> **What needs to be done**: Output the records that follow, with every character intact.

(Saved data entries)
═══

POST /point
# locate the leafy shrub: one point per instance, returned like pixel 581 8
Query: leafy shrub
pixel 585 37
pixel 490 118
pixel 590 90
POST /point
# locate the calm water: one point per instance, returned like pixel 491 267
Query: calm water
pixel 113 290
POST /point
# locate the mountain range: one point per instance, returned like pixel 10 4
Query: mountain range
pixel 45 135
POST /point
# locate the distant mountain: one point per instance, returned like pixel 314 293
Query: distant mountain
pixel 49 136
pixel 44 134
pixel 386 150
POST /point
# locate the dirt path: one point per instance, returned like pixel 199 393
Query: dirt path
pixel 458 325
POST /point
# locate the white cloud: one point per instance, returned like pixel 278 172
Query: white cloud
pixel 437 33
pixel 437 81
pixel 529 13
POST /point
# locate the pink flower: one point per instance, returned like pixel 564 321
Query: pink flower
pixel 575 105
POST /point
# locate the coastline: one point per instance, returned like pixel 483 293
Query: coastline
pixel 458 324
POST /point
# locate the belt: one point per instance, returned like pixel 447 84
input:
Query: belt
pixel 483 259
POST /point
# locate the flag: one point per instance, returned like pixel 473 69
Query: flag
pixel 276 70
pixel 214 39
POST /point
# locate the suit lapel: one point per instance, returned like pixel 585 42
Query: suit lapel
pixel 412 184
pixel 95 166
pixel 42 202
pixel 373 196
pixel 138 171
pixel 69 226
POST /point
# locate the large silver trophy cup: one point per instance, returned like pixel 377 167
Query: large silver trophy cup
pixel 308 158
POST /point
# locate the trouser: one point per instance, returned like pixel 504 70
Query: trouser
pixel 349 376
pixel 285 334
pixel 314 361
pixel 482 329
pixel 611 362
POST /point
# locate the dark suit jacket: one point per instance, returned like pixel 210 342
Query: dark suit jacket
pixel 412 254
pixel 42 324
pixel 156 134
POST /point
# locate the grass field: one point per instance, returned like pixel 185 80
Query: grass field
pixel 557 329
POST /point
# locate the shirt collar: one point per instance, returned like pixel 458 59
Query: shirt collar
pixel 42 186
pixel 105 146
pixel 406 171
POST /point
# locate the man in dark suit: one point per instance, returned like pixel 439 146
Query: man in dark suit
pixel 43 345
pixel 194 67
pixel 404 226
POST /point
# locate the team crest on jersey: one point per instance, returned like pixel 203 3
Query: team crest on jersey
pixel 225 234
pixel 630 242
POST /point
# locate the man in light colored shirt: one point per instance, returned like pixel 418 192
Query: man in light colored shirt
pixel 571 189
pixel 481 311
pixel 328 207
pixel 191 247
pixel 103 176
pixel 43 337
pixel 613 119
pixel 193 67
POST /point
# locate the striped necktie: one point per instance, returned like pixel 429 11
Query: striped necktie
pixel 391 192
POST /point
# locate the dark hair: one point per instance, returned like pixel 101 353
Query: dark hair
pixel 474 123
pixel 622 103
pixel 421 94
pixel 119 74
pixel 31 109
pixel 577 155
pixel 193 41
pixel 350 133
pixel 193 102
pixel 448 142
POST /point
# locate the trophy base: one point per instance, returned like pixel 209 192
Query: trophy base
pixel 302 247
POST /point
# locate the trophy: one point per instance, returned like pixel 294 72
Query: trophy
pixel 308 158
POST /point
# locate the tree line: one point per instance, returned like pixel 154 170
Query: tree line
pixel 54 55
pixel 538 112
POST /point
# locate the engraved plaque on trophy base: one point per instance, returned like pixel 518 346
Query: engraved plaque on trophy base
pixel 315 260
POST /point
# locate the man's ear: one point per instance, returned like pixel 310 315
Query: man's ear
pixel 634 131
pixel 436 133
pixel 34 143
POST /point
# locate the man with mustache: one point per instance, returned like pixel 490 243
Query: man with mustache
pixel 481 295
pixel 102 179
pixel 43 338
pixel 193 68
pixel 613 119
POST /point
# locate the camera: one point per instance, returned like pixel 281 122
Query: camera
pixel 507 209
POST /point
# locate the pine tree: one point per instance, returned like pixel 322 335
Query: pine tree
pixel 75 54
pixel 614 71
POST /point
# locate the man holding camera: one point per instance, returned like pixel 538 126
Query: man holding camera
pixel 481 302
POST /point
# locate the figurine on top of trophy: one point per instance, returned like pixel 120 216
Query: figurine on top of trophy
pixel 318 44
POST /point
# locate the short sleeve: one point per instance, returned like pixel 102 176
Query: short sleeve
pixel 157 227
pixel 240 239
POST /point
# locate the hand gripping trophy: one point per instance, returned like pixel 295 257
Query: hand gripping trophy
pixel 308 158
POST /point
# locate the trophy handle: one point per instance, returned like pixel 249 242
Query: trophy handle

═══

> **Result below**:
POST /point
# locate the leafy shrub: one point per instance, returned like pixel 581 8
Query: leafy shrub
pixel 585 37
pixel 490 118
pixel 590 90
POST /point
# locate the calm water: one point per instance, returned like pixel 491 267
Query: calm water
pixel 113 290
POST /point
# locate the mountain range: one point per instance, returned like pixel 10 4
Query: mountain range
pixel 45 135
POST /point
# locate the distant mountain: one point per instance, returned like pixel 314 293
Query: distant mountain
pixel 49 136
pixel 44 134
pixel 386 150
POST /point
# locate the dirt path: one point per instance, returned like pixel 199 393
Query: dirt path
pixel 458 325
POST /point
# locate the white cloud: one point per instance, returned like pixel 278 172
Query: white cloud
pixel 437 33
pixel 437 81
pixel 529 13
POST /point
# locate the pink flower: one point per instance, returned like pixel 564 321
Query: pink flower
pixel 575 105
POST /point
# locate the coastline: one point per instance, returned like pixel 483 293
Query: coastline
pixel 458 324
POST /point
# locate the belt: one point per instance, returned like pixel 447 84
input:
Query: belt
pixel 483 259
POST /point
# locate the flag: one point per instance, returned like pixel 473 69
Query: flag
pixel 276 70
pixel 214 39
POST /point
# locate the suit lapel: one point per instance, returned like pixel 585 42
Query: suit lapel
pixel 412 184
pixel 95 166
pixel 42 202
pixel 373 196
pixel 138 171
pixel 69 226
POST /point
# locate the large silver trophy cup: one point per instance, returned like pixel 377 167
Query: large silver trophy cup
pixel 308 158
POST /point
# locate the trouser: one point per instance, returned like pixel 504 70
Query: trouser
pixel 349 376
pixel 285 334
pixel 314 361
pixel 482 329
pixel 611 362
POST /point
# locate the dark suit jacket: one point per instance, returned like pixel 210 342
Query: dark suit jacket
pixel 412 254
pixel 42 324
pixel 156 134
POST /point
# locate the grass field: one point per instance, returned like pixel 185 80
Query: grass field
pixel 557 329
POST /point
# locate the shirt collar: one point per instance, returned like pixel 458 59
Query: shirt collar
pixel 42 186
pixel 105 146
pixel 406 171
POST /point
# locate the man in dark suit: one point per instance, returned like pixel 439 146
Query: man in dark suit
pixel 43 345
pixel 194 67
pixel 404 226
POST /point
# locate the team crest on jersey: one point per instance, returned like pixel 203 3
Query: team crest on jersey
pixel 225 234
pixel 630 242
POST /point
# locate the man in light colored shirt: one point per instance, returned like pixel 418 192
Query: man in light colored shirt
pixel 571 189
pixel 481 311
pixel 328 207
pixel 191 247
pixel 103 176
pixel 43 337
pixel 613 119
pixel 193 67
POST /point
# locate the striped necktie: one point per instance, returned like pixel 429 11
Query: striped necktie
pixel 391 192
POST /point
# locate the dark hair: one point per instance, returned like pixel 101 353
Query: dark hair
pixel 474 123
pixel 622 103
pixel 421 94
pixel 119 74
pixel 31 109
pixel 577 155
pixel 193 41
pixel 350 133
pixel 193 102
pixel 448 142
POST /point
# locate the trophy base: one point per instance, returned like pixel 209 192
Query: trophy base
pixel 302 247
POST /point
# locate the trophy: one point per instance, returned like pixel 294 72
Query: trophy
pixel 308 158
POST /point
# locate the tree line: one point per instance, returned like pixel 154 170
Query: tree line
pixel 54 55
pixel 538 112
POST /point
# locate the engraved plaque on trophy base: one point per instance, returned like pixel 518 346
Query: engraved plaque on trophy base
pixel 315 260
POST /point
# locate the man's ear: one point per instance, returned like pixel 310 315
Query: man's ear
pixel 634 131
pixel 436 133
pixel 34 143
POST /point
# locate the man with mustache: one point per instance, returned like pixel 490 243
Query: man with mustache
pixel 481 295
pixel 102 179
pixel 43 338
pixel 193 68
pixel 613 119
POST /point
# locate the camera: one point per instance, returned like pixel 281 122
Query: camera
pixel 507 209
POST /point
# locate the pine tree: one point per instance, returned like pixel 322 335
Query: pine tree
pixel 75 54
pixel 614 71
POST /point
# locate the man holding camera: one point per instance, returned like pixel 538 126
Query: man holding camera
pixel 481 302
POST /point
# locate the figurine on top of trophy: one point per instance, returned like pixel 120 216
Query: figurine on top of trophy
pixel 318 44
POST /point
# locate the short sleeve: one point per instance, returned like pixel 102 176
Query: short sleeve
pixel 157 227
pixel 240 239
POST /point
# locate the hand gripping trophy: one point per instance, returned like pixel 295 257
Query: hand gripping trophy
pixel 308 158
POST /point
# locate the trophy handle: one point per instance, returned like pixel 249 242
Query: trophy handle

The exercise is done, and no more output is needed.